- [Problem details] Please filter the material below, keeping every line that contains the word "yellow". Treat case as significant.

Detection annotation records:
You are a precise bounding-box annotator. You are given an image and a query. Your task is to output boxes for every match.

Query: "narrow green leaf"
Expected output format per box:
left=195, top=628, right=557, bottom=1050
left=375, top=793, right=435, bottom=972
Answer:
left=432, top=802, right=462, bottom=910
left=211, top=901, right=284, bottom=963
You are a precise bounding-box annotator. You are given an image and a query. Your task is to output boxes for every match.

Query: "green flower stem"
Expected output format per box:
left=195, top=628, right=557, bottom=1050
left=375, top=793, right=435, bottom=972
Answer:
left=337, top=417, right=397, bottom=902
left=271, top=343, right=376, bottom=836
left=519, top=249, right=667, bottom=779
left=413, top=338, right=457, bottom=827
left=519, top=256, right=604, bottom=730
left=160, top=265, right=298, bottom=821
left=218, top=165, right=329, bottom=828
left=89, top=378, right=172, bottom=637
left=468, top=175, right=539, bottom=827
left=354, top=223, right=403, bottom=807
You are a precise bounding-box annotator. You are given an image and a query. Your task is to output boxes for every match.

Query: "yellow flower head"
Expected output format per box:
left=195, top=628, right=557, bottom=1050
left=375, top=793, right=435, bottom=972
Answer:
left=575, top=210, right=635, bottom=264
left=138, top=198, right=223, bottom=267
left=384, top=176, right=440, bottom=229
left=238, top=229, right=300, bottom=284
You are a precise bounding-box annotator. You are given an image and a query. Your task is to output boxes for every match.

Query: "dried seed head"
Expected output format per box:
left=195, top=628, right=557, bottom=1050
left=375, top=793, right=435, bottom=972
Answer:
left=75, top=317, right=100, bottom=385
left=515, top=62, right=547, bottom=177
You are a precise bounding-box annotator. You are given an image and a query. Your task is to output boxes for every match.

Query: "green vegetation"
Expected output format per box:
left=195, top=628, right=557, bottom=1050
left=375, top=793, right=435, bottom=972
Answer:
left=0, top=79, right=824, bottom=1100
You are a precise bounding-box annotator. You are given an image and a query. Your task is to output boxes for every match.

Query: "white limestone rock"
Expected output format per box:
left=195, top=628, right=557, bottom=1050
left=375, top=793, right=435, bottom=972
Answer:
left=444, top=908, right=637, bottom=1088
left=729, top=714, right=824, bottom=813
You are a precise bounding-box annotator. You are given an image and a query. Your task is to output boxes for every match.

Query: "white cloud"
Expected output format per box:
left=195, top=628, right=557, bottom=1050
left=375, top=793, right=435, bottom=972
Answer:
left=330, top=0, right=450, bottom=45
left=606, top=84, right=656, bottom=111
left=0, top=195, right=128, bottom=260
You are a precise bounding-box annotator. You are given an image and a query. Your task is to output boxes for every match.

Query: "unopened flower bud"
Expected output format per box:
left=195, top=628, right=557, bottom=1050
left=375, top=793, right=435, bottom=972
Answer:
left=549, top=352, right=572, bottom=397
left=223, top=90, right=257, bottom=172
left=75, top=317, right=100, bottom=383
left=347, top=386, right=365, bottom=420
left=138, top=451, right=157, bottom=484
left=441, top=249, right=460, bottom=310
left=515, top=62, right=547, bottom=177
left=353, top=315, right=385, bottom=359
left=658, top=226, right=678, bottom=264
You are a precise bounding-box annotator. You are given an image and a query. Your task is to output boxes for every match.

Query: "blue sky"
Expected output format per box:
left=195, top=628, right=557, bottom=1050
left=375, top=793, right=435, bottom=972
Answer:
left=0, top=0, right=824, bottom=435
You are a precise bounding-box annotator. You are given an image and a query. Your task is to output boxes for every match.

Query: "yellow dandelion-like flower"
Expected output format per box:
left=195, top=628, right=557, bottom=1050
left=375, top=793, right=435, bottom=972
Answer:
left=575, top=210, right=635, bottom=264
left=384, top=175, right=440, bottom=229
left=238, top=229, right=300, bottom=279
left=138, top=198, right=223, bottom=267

* * *

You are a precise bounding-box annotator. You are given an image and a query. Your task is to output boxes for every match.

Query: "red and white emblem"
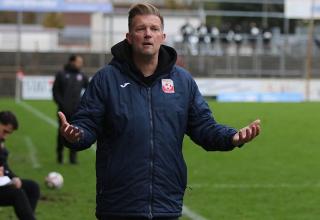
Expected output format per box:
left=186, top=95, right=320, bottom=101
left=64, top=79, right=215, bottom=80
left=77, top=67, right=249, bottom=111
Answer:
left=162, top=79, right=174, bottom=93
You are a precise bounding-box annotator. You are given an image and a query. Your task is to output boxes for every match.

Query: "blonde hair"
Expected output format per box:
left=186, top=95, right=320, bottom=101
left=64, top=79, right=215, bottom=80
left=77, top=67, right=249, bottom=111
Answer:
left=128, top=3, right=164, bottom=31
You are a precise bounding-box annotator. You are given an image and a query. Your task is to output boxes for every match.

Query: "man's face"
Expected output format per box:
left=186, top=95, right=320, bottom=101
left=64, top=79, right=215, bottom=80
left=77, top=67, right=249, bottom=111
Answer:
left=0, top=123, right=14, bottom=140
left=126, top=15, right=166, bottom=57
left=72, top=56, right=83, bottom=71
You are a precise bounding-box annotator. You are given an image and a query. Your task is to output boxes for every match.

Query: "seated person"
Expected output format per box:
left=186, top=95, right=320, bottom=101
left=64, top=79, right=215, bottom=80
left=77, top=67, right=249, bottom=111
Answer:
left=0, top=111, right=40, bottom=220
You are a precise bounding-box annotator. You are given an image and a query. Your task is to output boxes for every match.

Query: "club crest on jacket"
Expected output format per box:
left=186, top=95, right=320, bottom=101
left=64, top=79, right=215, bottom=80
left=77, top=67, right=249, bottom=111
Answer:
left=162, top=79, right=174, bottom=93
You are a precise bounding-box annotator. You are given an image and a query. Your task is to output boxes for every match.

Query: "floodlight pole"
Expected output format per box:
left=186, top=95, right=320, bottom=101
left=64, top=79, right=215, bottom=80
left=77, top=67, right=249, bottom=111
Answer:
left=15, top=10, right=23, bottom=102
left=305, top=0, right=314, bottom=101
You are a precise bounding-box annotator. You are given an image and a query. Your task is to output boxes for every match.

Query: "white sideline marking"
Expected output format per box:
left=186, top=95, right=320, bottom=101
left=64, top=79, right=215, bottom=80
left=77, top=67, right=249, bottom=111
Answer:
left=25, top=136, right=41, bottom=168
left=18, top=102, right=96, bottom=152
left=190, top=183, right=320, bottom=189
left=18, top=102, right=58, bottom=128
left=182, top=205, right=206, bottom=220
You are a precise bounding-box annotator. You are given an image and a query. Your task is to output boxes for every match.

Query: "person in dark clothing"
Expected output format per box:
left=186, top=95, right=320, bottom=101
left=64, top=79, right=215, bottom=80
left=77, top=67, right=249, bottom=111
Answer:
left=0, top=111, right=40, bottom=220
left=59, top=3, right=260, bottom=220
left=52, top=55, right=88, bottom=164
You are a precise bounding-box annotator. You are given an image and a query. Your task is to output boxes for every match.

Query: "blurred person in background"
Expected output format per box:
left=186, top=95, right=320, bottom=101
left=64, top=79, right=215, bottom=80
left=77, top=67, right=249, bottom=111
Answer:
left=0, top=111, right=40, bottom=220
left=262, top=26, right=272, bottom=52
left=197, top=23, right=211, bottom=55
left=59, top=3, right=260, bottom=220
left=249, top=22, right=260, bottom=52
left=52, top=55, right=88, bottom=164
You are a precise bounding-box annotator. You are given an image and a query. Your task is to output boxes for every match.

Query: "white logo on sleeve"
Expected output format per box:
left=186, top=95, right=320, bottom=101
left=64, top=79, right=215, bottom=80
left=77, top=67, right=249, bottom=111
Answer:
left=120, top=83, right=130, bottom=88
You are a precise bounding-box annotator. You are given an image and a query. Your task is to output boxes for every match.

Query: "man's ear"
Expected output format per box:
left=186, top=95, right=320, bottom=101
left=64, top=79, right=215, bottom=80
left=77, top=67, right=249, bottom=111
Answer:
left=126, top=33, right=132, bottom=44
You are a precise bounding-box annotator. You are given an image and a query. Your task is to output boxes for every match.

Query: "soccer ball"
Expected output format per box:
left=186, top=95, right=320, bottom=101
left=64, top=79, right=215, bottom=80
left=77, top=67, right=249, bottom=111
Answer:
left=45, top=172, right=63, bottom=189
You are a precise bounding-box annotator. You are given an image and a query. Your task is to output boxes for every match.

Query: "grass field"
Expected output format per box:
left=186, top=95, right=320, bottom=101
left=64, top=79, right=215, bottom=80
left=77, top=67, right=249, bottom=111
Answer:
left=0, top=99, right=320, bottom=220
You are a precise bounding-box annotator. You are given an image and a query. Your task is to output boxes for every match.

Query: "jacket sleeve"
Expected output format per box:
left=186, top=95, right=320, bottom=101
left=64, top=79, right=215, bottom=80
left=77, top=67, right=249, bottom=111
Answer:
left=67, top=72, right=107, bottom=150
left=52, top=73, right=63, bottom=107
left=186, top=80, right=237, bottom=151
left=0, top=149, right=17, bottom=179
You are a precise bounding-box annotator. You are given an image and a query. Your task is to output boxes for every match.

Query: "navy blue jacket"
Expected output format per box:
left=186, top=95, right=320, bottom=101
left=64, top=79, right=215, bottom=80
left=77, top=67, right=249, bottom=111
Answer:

- [Written response]
Query: "yellow flower head"
Query: "yellow dandelion-like flower"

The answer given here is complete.